═════ RECORDS SUPPLIED
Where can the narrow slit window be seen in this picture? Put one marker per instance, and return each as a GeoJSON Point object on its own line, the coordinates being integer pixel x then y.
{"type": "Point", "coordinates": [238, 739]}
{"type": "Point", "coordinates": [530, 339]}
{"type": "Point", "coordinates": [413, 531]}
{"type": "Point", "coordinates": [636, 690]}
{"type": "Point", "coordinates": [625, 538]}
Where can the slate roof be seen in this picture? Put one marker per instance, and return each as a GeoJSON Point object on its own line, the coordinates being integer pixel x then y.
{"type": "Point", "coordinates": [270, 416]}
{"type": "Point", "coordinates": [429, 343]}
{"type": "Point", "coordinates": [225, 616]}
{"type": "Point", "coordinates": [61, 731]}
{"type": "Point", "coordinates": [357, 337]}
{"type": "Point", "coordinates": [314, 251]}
══════════
Repeat the full set of records above character for character.

Where can the narrow slit window be seen in this picture? Put one marker per instance, and return each as a GeoJSON Point object on its own line, the coordinates being integer pixel x then y.
{"type": "Point", "coordinates": [238, 739]}
{"type": "Point", "coordinates": [530, 339]}
{"type": "Point", "coordinates": [413, 531]}
{"type": "Point", "coordinates": [636, 690]}
{"type": "Point", "coordinates": [625, 538]}
Where can the slate roof be seen in this picture? Put one marker per instance, and return each as a GeoJSON Point object on its own line, the coordinates being integer pixel x then y.
{"type": "Point", "coordinates": [270, 416]}
{"type": "Point", "coordinates": [429, 343]}
{"type": "Point", "coordinates": [225, 616]}
{"type": "Point", "coordinates": [61, 731]}
{"type": "Point", "coordinates": [357, 337]}
{"type": "Point", "coordinates": [314, 251]}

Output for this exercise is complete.